* [Texto para leitura]
☆ ☆ ☆

- Historiador com doutorado na Universidade Federal do Rio de Janeiro, colaborador com a imprensa e autor de 26 livros.
De longa data, a bacia do Paraíba do Sul é uma das mais conhecidas do Brasil. Seu rio principal serviu de estrada para a penetração e conquista do interior. Para São Paulo e Minas Gerais ou dessas duas unidades político-administrativas da Colônia, do Império e da República em direção ao Rio de Janeiro, a bacia foi, durante muito tempo, a porta de entrada e de saída.
Tanto o rio principal quanto seus afluentes mereceram abundantes registros escritos e pictográficos de viajantes, naturalistas, literatos e artistas. Vários autores estrangeiros compararam o rio Paraíba do Sul ao rio Reno. O naturalista alemão Maximiliano de Wied-Neuwied deixou, em 1815, um lindo desenho do rio em São Fidélis (“Viagem ao Brasil”. Belo Horizonte: Itatiaia; São Paulo: Edusp, 1989).
Victor Frond, desenhando para Charles Ribeyrolles, registrou o Paraíba do Sul em São Fidélis e Campos em meados do século XIX (“Brasil pitoresco” 2º vol. Belo Horizonte/Itatiaia; São Paulo/Edusp, 1980).

☆ ☆ ☆

* [Objetivo 1]
Nos registros, reescreva as linhas desde a que contém "Mark every instance of the blue" até a que contém "x=558, y=353", inclusive, trocando "blue and white cloth" por "red and white cloth" e mantendo todo o resto igual.

* [Informações extraídas]
☆ ☆ ☆

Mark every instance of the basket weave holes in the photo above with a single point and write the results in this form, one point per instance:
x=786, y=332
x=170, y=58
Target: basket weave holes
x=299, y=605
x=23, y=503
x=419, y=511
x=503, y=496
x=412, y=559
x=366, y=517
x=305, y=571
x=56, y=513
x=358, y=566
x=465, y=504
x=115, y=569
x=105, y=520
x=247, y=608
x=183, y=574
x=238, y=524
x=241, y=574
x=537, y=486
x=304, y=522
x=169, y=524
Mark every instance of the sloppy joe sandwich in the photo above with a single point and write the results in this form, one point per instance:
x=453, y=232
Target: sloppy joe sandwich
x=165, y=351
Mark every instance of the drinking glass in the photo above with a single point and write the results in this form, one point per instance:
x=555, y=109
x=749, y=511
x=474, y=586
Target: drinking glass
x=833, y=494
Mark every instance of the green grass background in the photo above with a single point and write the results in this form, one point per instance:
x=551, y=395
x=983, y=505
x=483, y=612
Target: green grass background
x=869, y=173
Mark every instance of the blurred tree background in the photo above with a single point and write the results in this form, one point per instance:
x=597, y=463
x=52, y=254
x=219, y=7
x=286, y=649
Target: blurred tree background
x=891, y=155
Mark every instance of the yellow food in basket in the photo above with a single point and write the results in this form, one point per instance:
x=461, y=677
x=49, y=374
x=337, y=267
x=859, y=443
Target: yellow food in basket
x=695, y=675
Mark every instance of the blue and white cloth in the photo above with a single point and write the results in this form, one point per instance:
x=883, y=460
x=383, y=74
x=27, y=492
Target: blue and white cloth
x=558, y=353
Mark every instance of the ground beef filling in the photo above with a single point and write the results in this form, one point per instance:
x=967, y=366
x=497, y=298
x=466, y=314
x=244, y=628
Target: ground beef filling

☆ ☆ ☆

* [Objetivo 2]
Segundo o texto sobre a bacia do Paraíba do Sul, a que rio vários autores estrangeiros compararam o Paraíba do Sul?

* [Resposta escrita 1]
Mark every instance of the red and white cloth in the photo above with a single point and write the results in this form, one point per instance:
x=883, y=460
x=383, y=74
x=27, y=492
Target: red and white cloth
x=558, y=353

* [Resposta escrita 2]
Ao rio Reno.